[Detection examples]
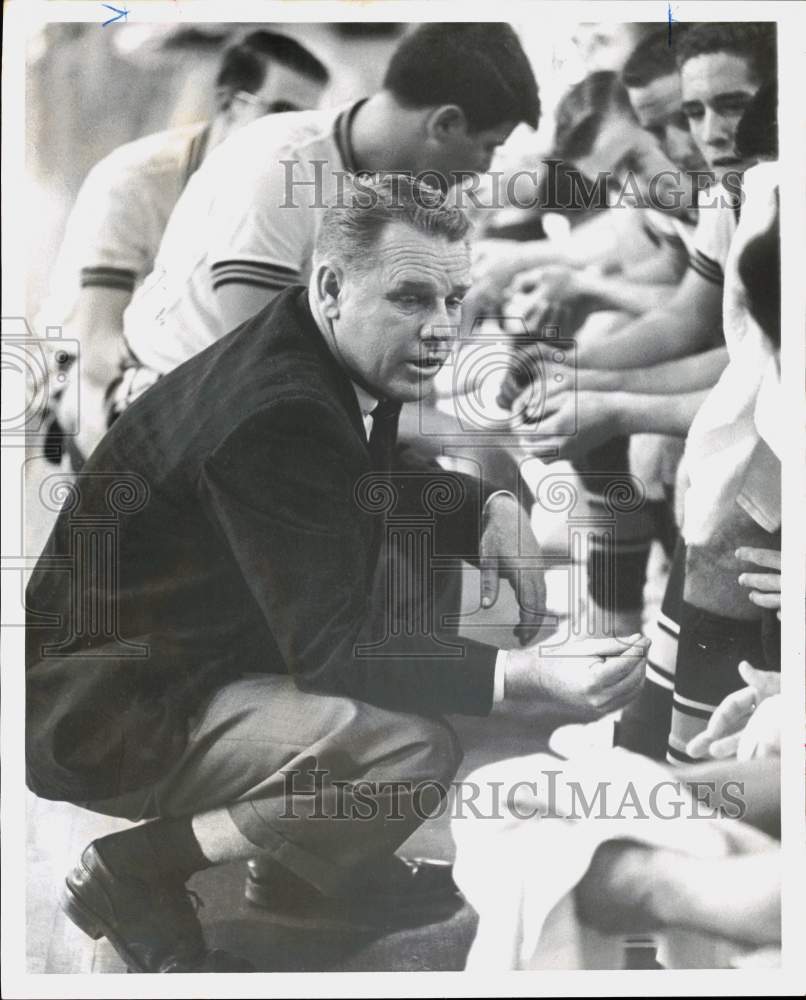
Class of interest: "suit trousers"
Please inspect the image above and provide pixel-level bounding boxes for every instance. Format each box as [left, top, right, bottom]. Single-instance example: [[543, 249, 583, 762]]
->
[[84, 674, 462, 895], [83, 553, 462, 895]]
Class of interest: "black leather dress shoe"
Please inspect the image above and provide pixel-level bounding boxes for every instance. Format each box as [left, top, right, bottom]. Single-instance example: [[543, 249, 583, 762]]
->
[[62, 844, 254, 972], [245, 855, 463, 932]]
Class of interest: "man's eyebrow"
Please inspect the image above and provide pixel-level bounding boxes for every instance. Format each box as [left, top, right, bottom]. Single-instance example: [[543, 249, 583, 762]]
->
[[394, 278, 435, 292]]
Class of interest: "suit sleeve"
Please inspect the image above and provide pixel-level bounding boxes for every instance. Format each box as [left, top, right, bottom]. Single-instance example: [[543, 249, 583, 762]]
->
[[199, 398, 496, 715]]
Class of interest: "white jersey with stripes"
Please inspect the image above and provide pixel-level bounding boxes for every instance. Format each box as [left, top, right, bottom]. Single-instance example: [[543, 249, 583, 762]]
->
[[41, 122, 209, 324], [124, 105, 359, 374]]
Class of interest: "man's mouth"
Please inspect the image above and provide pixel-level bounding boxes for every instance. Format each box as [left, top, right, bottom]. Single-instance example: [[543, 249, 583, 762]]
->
[[409, 354, 448, 374]]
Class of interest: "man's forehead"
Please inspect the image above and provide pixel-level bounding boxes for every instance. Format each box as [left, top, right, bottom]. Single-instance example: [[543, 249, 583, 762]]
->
[[680, 52, 756, 101], [629, 73, 683, 127], [376, 225, 470, 281], [257, 63, 323, 100], [592, 116, 643, 167]]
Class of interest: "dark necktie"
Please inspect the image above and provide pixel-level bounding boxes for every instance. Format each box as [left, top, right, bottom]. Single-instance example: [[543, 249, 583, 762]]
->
[[369, 399, 400, 472]]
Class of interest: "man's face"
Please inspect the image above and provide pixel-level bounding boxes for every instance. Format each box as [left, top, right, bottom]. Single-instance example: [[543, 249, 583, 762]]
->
[[414, 122, 516, 190], [627, 73, 706, 170], [230, 63, 324, 127], [575, 115, 694, 214], [680, 52, 761, 181], [331, 222, 470, 402]]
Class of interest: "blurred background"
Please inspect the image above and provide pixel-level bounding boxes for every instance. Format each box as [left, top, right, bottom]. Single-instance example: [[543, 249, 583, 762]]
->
[[26, 15, 658, 318]]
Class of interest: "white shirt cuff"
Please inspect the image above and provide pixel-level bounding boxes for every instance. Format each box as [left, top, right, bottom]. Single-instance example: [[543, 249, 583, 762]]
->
[[484, 490, 518, 511], [493, 649, 508, 705]]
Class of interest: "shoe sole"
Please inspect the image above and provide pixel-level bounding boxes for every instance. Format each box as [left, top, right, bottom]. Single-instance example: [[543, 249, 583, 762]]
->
[[244, 879, 464, 934], [60, 882, 148, 972]]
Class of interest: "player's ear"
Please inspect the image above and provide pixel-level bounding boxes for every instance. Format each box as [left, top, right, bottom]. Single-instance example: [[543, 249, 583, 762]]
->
[[426, 104, 467, 142], [315, 263, 343, 319], [215, 87, 235, 115]]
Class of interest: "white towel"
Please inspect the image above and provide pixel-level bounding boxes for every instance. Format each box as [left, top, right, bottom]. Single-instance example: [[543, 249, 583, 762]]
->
[[452, 748, 773, 971]]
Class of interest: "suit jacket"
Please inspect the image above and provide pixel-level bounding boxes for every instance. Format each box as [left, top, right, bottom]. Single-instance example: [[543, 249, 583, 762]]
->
[[27, 288, 496, 801]]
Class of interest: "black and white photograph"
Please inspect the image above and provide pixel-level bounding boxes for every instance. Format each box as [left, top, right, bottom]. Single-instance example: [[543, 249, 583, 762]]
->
[[0, 0, 806, 998]]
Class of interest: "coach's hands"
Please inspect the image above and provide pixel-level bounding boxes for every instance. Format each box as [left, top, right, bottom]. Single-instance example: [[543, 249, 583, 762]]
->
[[479, 492, 546, 645], [736, 548, 781, 619], [686, 660, 781, 760], [504, 633, 650, 717]]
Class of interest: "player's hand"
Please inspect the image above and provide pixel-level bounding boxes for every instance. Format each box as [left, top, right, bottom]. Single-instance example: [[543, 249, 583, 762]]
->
[[512, 389, 619, 459], [504, 633, 650, 717], [507, 264, 584, 330], [479, 493, 546, 645], [686, 661, 781, 760], [56, 365, 117, 458], [736, 548, 781, 618]]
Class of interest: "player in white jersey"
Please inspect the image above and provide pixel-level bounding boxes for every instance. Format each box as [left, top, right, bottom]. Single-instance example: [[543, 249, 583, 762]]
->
[[124, 24, 540, 384], [124, 101, 366, 374], [41, 31, 328, 464]]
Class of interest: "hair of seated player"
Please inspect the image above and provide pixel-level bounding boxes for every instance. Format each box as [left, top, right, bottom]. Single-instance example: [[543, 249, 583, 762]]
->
[[554, 70, 636, 160], [621, 23, 692, 88], [383, 23, 540, 132], [314, 174, 471, 271], [216, 31, 330, 94], [675, 21, 777, 83], [738, 192, 781, 347], [735, 80, 778, 160]]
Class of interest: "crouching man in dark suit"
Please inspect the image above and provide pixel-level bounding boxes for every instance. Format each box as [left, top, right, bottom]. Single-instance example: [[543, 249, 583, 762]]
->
[[27, 178, 645, 972]]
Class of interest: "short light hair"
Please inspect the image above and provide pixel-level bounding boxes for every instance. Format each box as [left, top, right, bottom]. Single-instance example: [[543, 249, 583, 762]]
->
[[314, 174, 472, 271], [677, 21, 777, 83]]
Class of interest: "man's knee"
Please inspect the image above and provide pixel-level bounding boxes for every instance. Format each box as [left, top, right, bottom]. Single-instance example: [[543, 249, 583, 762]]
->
[[354, 705, 463, 787]]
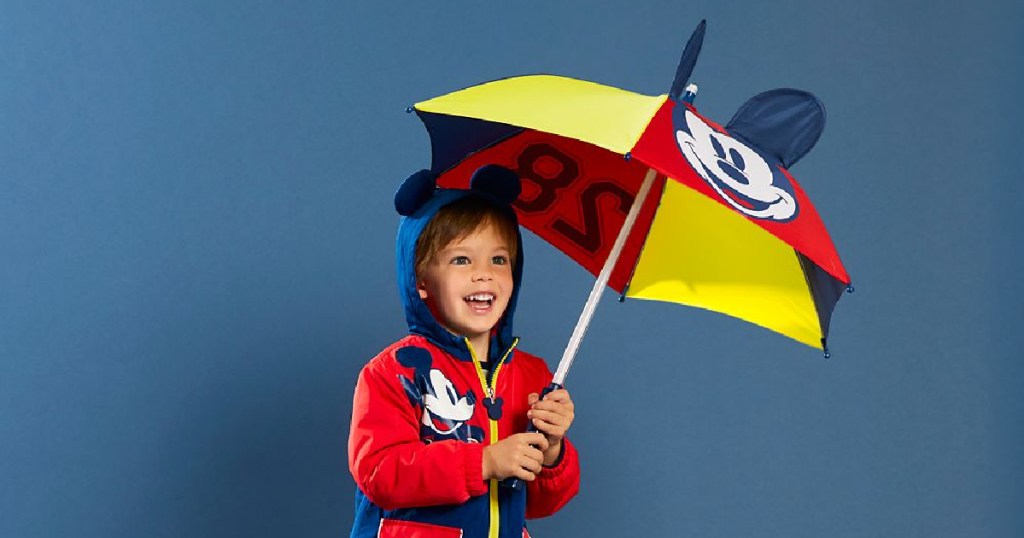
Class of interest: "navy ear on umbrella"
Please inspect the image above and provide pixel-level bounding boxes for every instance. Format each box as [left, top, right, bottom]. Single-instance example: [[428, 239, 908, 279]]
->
[[394, 170, 437, 216], [725, 88, 825, 168], [469, 164, 522, 205]]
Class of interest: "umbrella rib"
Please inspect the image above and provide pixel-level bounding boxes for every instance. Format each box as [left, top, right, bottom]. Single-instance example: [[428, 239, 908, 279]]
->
[[551, 168, 657, 385]]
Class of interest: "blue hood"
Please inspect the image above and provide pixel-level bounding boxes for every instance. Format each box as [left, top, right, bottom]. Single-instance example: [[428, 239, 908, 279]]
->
[[395, 165, 523, 361]]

Exercise details:
Write out all the records again, exactly, minus any pictures.

Completed exercise:
Class of interest: "suit trousers"
Please inspect the image above and provide pixel-level bounding boxes for every instance. Format each box as [left, top, right, bottom]. Single-instance example: [[543, 249, 583, 762]]
->
[[84, 674, 462, 895], [83, 553, 462, 895]]
Class of interest: "black leather dress shoe"
Please inspect the image above and provide pixel-level bounding boxes for every instance. Format each box as [left, top, right, bottom]. Single-instance example: [[543, 249, 583, 762]]
->
[[62, 844, 254, 972], [245, 855, 463, 932]]
Class of interest: "man's eyebrow"
Please inspect the image above and provide pixel-level bounding boxes for every instance. Format each box as [left, top, right, bottom]. Single-instance example: [[543, 249, 583, 762]]
->
[[394, 278, 435, 292]]
Class of interest: "suit sleeve"
Please inspect the image above and provide pixel-level bounding boxes for every instance. Format each box as [left, top, right, bottom]. Single-instance example: [[543, 249, 583, 762]]
->
[[199, 398, 496, 715]]
Class of interest: "white jersey with stripes"
Please inspect the image above and provide pixel-level bounding boxes for every instance. Format each box as [left, top, right, bottom]. Single-instance example: [[543, 249, 583, 762]]
->
[[41, 122, 209, 324], [124, 105, 359, 374]]
Class of interest: "man's mouth"
Please inspect the image above and provide pixel-level bounding boxes for every instance. Format each box as [left, top, right, bottom]. Single-instance example: [[543, 249, 583, 762]]
->
[[409, 354, 448, 374]]
Class of interest: "man's forehead"
Please inspect the image above and provide pixel-level bounding boxes for every instance. Format each box as [left, top, right, bottom]. Single-instance example: [[543, 249, 583, 762]]
->
[[680, 52, 756, 101], [629, 73, 683, 127], [376, 225, 470, 281], [257, 63, 323, 100], [592, 116, 643, 167]]
Class of interest: "dark necktie"
Please inspect the image above and provide pixel-level bounding boxes for every instance. Format each box as [left, top, right, bottom]. Single-instance example: [[543, 249, 583, 762]]
->
[[369, 399, 400, 472]]
Class of interest: "man's face"
Please inspect the image above and provide pixel-level bounding boxes for every instance. Format each box as [left, top, right, bottom]. Single-instance example: [[543, 249, 583, 762]]
->
[[414, 122, 516, 190], [627, 73, 706, 170], [230, 63, 324, 127], [575, 115, 694, 214], [680, 52, 761, 181], [331, 222, 470, 402]]
Class of interest: "blurred background"
Please inspect the image above and provide pixel-level bounding boxes for every instance. Format each box as [left, top, right, bottom]. Single-instance example: [[543, 249, 583, 762]]
->
[[26, 15, 658, 318]]
Class of interest: "white shirt cuff"
Please inspect the image above and provide pixel-level bounding boxes for every instance. Format each box as [left, top, right, bottom]. Single-instance example: [[543, 249, 583, 762]]
->
[[484, 490, 518, 511], [493, 649, 508, 705]]
Class of interest: "shoe sole"
Please inspect the image above and provide pixel-level bounding boxes for every instance. Format each box as [left, top, right, bottom]. Single-instance example: [[543, 249, 583, 762]]
->
[[244, 879, 464, 934], [60, 882, 148, 972]]
Class of interest: "player's ear"
Please inspect the image above and provide pixel-level bounding boxes for every instance. Format each box as [left, top, right, bottom]. Single-instance example: [[543, 249, 583, 762]]
->
[[426, 104, 467, 142], [315, 263, 343, 319], [215, 87, 235, 115]]
Class of interest: "white towel"
Please inspect the image above and provide pixel-level bounding boxes for every instance. Format each box as [left, top, right, bottom]. Single-instance example: [[543, 249, 583, 762]]
->
[[452, 748, 773, 971]]
Class of interest: "suit jacket"
Please inspect the image above and provide pixel-level bounding boxes for every instance. Format each box as [left, top, right, bottom]. Single-instance example: [[543, 249, 583, 762]]
->
[[27, 288, 496, 801]]
Class of interest: "black and white photograph"
Please inspect the image above and provide pixel-level bounding boxes for every instance. Format each box as [left, top, right, bottom]. Single-instance example: [[543, 249, 583, 762]]
->
[[0, 0, 806, 998]]
Class of interest: "coach's hands"
Please inspect the image above and provide pixel-level bounding boxes for every instance. Format each box as [left, top, right, bottom]. Single-instance example: [[543, 249, 583, 762]]
->
[[479, 492, 546, 645], [736, 548, 781, 619], [686, 660, 781, 760], [504, 633, 650, 717]]
Class of interest: "player's hand"
Please inspect the image above and provide pixel-level bounding boxes for every instance. Format each box as [left, top, right, bottom]. Single-instance example: [[543, 249, 583, 762]]
->
[[512, 389, 619, 459], [504, 633, 650, 717], [507, 264, 584, 330], [479, 493, 546, 645], [686, 661, 781, 760], [56, 365, 117, 458], [736, 548, 781, 618]]
Class of interest: "player in white jersey"
Please inspect the image above and provide pixel-level bounding boxes for every instance. Format each box as [left, top, right, bottom]. Single-instance example: [[543, 249, 583, 762]]
->
[[124, 24, 540, 384], [124, 101, 366, 374], [41, 31, 328, 464]]
Class of interest: "hair of seated player"
Please inspect the image above and provide pixel-level bounding boxes for every instance. Format each box as [left, top, right, bottom]. Single-instance example: [[543, 249, 583, 762]]
->
[[554, 70, 636, 160], [621, 23, 692, 88], [383, 23, 540, 132], [314, 174, 471, 271], [216, 31, 330, 94], [675, 21, 777, 83], [738, 192, 781, 347], [735, 80, 778, 160]]
Class of interest: "crouching man in dark suit"
Please inspect the image above and provide pixel-level bounding boxes for every instance. Format each box as [left, top, right, bottom]. Single-instance example: [[543, 249, 583, 762]]
->
[[27, 178, 645, 972]]
Class of interest: "short light hair"
Please inspect the image above and provide pixel-level bounding boxes for every instance. Format each box as [left, top, right, bottom]. Single-instance example: [[543, 249, 583, 762]]
->
[[314, 174, 472, 271], [677, 21, 777, 83]]
Class of interest: "man's knee"
Please inspect the image above and provide pixel-level bounding boxes for every instance. Format each box as [left, top, right, bottom]. Single-instance example: [[543, 249, 583, 762]]
->
[[354, 705, 463, 787]]
Class of interest: "navy ear on umbrella"
Please inspect the image above and provide pixel-level bounding boxes for every instance. Format each box as [left, top, right, bottom]. Single-instance example: [[428, 239, 908, 279]]
->
[[394, 170, 437, 216], [725, 88, 825, 168], [469, 164, 522, 205]]
Class of interest: "umbrella rib"
Please inspect the image above and provide pixel-level bounding boxes for every instance. Format each box as [left, top, right, bottom]. Single-instance example: [[428, 239, 908, 279]]
->
[[551, 168, 657, 385]]
Class of interest: "blue hood"
Please inspect the image above and provide pixel-level bounding boxes for every instance. Format each box as [left, top, right, bottom]. Single-instance example: [[428, 239, 908, 279]]
->
[[395, 165, 523, 361]]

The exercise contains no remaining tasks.